Segment Start: Provided entries

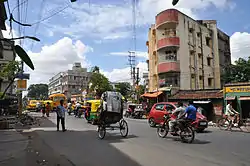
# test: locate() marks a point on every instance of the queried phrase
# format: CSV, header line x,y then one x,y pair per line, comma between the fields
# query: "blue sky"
x,y
99,32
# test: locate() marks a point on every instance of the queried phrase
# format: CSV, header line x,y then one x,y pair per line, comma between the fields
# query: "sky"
x,y
99,32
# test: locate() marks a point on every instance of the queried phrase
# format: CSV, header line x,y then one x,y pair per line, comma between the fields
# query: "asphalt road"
x,y
81,146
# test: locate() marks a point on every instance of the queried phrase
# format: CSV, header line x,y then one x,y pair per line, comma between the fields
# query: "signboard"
x,y
21,85
237,89
162,82
218,109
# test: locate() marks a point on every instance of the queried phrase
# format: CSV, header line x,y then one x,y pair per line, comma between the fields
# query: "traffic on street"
x,y
81,145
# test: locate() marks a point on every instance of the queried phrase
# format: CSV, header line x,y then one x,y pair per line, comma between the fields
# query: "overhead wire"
x,y
11,31
39,18
25,17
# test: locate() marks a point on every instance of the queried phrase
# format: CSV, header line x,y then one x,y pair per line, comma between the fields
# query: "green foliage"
x,y
141,90
24,56
9,70
124,88
100,84
38,91
240,72
174,2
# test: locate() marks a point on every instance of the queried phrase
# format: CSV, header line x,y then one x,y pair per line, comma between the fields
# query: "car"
x,y
157,112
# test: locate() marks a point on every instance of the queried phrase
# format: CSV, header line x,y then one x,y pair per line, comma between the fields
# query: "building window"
x,y
201,81
1,54
210,82
171,55
200,60
192,81
169,33
209,60
167,80
208,40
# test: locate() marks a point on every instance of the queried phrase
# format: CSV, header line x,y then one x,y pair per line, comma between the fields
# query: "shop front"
x,y
239,96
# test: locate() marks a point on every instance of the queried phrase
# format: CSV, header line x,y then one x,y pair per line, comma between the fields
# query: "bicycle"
x,y
224,122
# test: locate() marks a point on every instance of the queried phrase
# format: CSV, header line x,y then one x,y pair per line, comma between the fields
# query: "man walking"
x,y
61,115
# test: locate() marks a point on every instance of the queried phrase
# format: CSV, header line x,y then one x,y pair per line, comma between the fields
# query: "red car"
x,y
157,112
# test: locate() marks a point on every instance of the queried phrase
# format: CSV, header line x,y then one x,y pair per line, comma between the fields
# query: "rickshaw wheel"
x,y
123,128
101,131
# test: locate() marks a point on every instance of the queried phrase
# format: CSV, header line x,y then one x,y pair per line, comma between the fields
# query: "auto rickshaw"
x,y
31,105
91,114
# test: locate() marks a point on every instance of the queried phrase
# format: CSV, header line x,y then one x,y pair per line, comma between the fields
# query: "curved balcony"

Segment End: Provided entries

**What this task involves:**
Every entry above needs to be copied exactly, apart from its pictures.

**Task solution:**
# test: locate() marks a point on every instance of the queried phrase
# format: CSV, header line x,y then one x,y pair per line, comma between the fields
# query: "blue sky"
x,y
99,32
# test: locate() marks a point on every instance of the queried phrase
# format: CSV, header line x,y then one x,y pair per line, comma between the fields
# query: "sky"
x,y
99,32
# test: locate() marks a point on every instance of the queried phrase
# format: CSV, header line x,y then one x,y pair per line, comma between the fields
# query: "asphalt road"
x,y
81,146
# test: locate() marks a point on every instance of the queried phrase
# format: CSV, header line x,y then one x,y pair per line, comma between the fields
# query: "signboard"
x,y
21,85
237,89
162,82
218,109
# test: locate() marks a point on every instance of the queried phrase
# format: CSV, header line x,y then one x,y pair per line, comma between the fields
# query: "traffic on street"
x,y
81,145
# test: locate() marks a point on every instance of the queried phrase
# format: CSV, header line x,y then one x,y pair per line, comma between the fields
# query: "overhead wire"
x,y
11,31
39,18
25,17
# test: locate() marks a point on every instance of the queried phrase
# format: CSV, header line x,y then one x,y pair per line, comma between the fields
# query: "green foliage"
x,y
141,90
24,56
9,70
124,88
100,84
38,91
240,72
174,2
# test: locate() marks a point on every instance of the queried phrase
# format: CSV, header line x,y then one x,y pair per line, comma between the fields
# query: "car"
x,y
157,112
# test: locate() marks a point on every instance of the queried phrase
# format: CSV, header line x,y then one x,y pair per line, comma between the fields
# query: "building window"
x,y
201,81
1,54
210,82
171,55
200,60
192,81
169,33
209,60
167,80
208,40
# test: locate() marks a point on every instance of the queried phrase
# format: CSV, header line x,y then one x,y pair per line, comma between the fields
# query: "shop front"
x,y
239,96
# test: locate() marks a point on every instance of the queried phrase
# format: CSV, header line x,y then one x,y pair per line, comma between the fields
# query: "bicycle"
x,y
224,122
# test: locate() marks a point on every instance of the queried phrase
# format: CSV, header line x,y then one x,y pair per line, comma between the fields
# query: "man walking"
x,y
61,115
# test: locate() marks a point on every instance of the queried phrase
# format: CSV, header line x,y then one x,y pair per line, comma between the fields
# query: "red car"
x,y
157,112
# test: locate() marks a point on every instance of the queried phrase
# format: CSV, header line x,y then one x,y pair per line, comma between the fields
# query: "rickshaw wheel"
x,y
123,128
101,131
# test: locate() marks a point on every instance of the queried phrase
# format: CSV, header line x,y then one x,y pair per line, comma between the fields
# query: "auto rickshaw"
x,y
31,105
91,114
# test: locate() marks a point on every instance of the queried phrase
# format: CSV, header line x,y then one x,y pair per line, comma between the fields
# query: "curved balcony"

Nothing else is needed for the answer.